- **Page extract**
━━━━━━━━
Sunak’s performance on Friday in No 10 – the address, not the job – was remarkable. He set out yet another escalation of the Treasury’s response to the economic consequences of the coronavirus pandemic. Nine days earlier, at the Budget, he had spent £30bn; six days after that, he added another £350bn; on Friday he said the government would pay 80 per cent of the wages of anyone furloughed and kept on their employer’s payroll, with “no limit to the amount of funding”.

He sounded like Gordon Brown at his best, taking decisive and dramatic action to meet the challenge of the financial crash. His approach was inclusive, consulting the Trades Union Congress as well as employers. Presumably, John McDonnell, the shadow chancellor, didn’t want to be consulted, and went on TV within minutes to complain that Sunak hadn’t gone far enough or fast enough.
━━━━━━━━
(Descriptions of image regions in natural language)
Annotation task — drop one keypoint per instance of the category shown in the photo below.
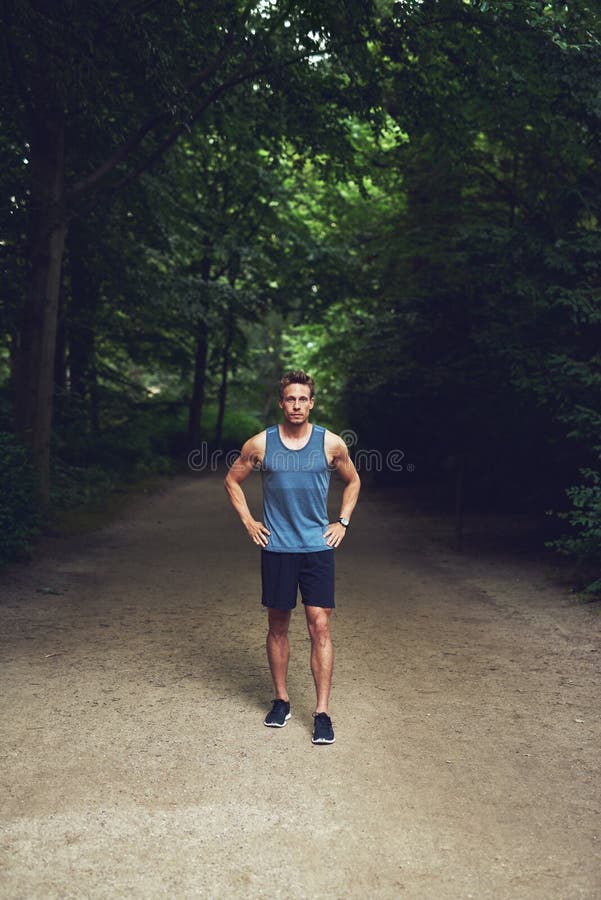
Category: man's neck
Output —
(294, 432)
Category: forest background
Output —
(400, 197)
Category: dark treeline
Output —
(402, 198)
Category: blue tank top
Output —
(295, 492)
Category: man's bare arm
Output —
(250, 457)
(338, 455)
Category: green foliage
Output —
(238, 426)
(583, 542)
(19, 519)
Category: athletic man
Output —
(295, 537)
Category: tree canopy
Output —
(402, 197)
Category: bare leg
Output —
(278, 650)
(322, 654)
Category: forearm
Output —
(238, 500)
(350, 495)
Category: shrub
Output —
(19, 513)
(584, 541)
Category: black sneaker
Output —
(278, 714)
(323, 733)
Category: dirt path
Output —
(135, 763)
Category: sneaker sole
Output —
(277, 724)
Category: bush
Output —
(584, 541)
(19, 513)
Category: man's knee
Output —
(318, 621)
(278, 622)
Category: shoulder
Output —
(335, 447)
(254, 448)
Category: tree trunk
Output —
(198, 391)
(225, 366)
(200, 363)
(48, 230)
(82, 328)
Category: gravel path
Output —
(134, 684)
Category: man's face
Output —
(297, 403)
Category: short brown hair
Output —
(297, 377)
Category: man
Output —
(297, 542)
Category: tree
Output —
(125, 82)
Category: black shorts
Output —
(283, 574)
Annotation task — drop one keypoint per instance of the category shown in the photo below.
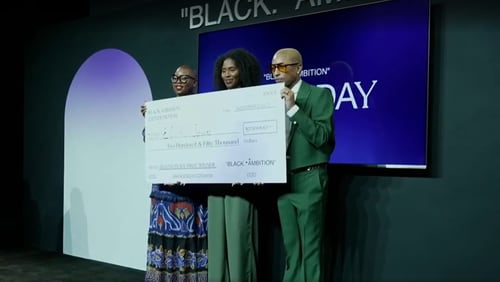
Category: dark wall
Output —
(441, 226)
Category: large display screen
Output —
(375, 60)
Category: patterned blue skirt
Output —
(177, 237)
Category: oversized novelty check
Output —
(230, 136)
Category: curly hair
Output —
(250, 70)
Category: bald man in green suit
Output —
(310, 142)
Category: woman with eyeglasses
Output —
(232, 224)
(177, 233)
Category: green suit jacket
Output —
(312, 133)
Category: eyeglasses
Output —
(182, 78)
(281, 67)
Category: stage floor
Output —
(34, 265)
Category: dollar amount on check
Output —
(230, 136)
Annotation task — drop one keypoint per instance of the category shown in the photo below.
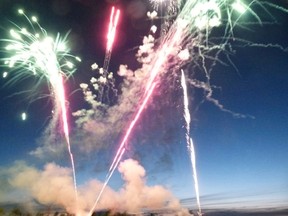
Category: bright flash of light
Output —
(5, 74)
(114, 18)
(189, 141)
(36, 53)
(239, 6)
(185, 27)
(23, 116)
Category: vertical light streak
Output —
(60, 95)
(189, 141)
(121, 148)
(106, 182)
(114, 18)
(42, 55)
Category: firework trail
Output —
(188, 36)
(45, 58)
(168, 48)
(114, 18)
(189, 141)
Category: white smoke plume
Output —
(53, 186)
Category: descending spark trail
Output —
(121, 148)
(190, 32)
(114, 18)
(190, 145)
(42, 55)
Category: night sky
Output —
(241, 162)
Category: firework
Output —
(189, 141)
(36, 53)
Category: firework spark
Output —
(36, 53)
(189, 141)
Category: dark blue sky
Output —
(240, 161)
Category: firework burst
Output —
(38, 54)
━━━━━━━━
- **Work required**
Please translate this sentence from the text on Sunak's address into Spanish: "His approach was inclusive, consulting the Trades Union Congress as well as employers."

- **The completed task**
Su enfoque fue inclusivo, pues consultó tanto al Trades Union Congress como a los empleadores.